### [What you are asked to do]
Reproduce the entries in full, with no changes.

— Begin —

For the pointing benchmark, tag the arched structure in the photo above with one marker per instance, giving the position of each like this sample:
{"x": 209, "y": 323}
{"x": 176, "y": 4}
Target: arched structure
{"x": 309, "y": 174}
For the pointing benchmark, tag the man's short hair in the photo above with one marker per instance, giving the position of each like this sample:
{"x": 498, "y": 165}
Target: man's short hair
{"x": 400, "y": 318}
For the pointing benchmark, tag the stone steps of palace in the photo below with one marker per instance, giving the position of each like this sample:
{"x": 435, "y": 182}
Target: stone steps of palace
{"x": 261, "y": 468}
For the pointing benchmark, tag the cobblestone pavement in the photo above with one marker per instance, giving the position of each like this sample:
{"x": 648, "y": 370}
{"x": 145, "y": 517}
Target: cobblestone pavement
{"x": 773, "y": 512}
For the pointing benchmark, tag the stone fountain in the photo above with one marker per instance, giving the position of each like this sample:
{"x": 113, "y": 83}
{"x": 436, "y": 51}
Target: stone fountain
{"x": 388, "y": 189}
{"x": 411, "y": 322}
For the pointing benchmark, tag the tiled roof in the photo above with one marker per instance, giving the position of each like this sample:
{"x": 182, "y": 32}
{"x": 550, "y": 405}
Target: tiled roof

— End —

### [Solution to this task]
For the pointing benchmark, tag the arched structure in the photo above with one marker per instance, giving the position of each like this sample:
{"x": 209, "y": 323}
{"x": 176, "y": 4}
Target: arched structure
{"x": 309, "y": 174}
For the pointing benchmark, tag the man's short hair in the photo above with one marker per instance, giving the position of each like this sample:
{"x": 498, "y": 165}
Target: man's short hair
{"x": 400, "y": 318}
For the pointing benchmark, tag the stone steps of palace in the photo below with one marker per instance, giving the position of each like this sample:
{"x": 435, "y": 182}
Target: stone steps of palace
{"x": 261, "y": 468}
For the pointing benchmark, tag the cobblestone pavement in the photo above with one marker per instance, giving the position of each like this sample:
{"x": 648, "y": 370}
{"x": 145, "y": 517}
Target: cobblestone pavement
{"x": 773, "y": 512}
For the pointing benchmark, tag the stone fountain in the photo above with one marker per instance, giving the position of each like this sample:
{"x": 113, "y": 83}
{"x": 436, "y": 51}
Target: stone fountain
{"x": 388, "y": 189}
{"x": 411, "y": 322}
For the pointing benchmark, tag the tiled roof in the photo above with one marker per instance, giving the position of each like this sample:
{"x": 182, "y": 32}
{"x": 550, "y": 405}
Target: tiled roof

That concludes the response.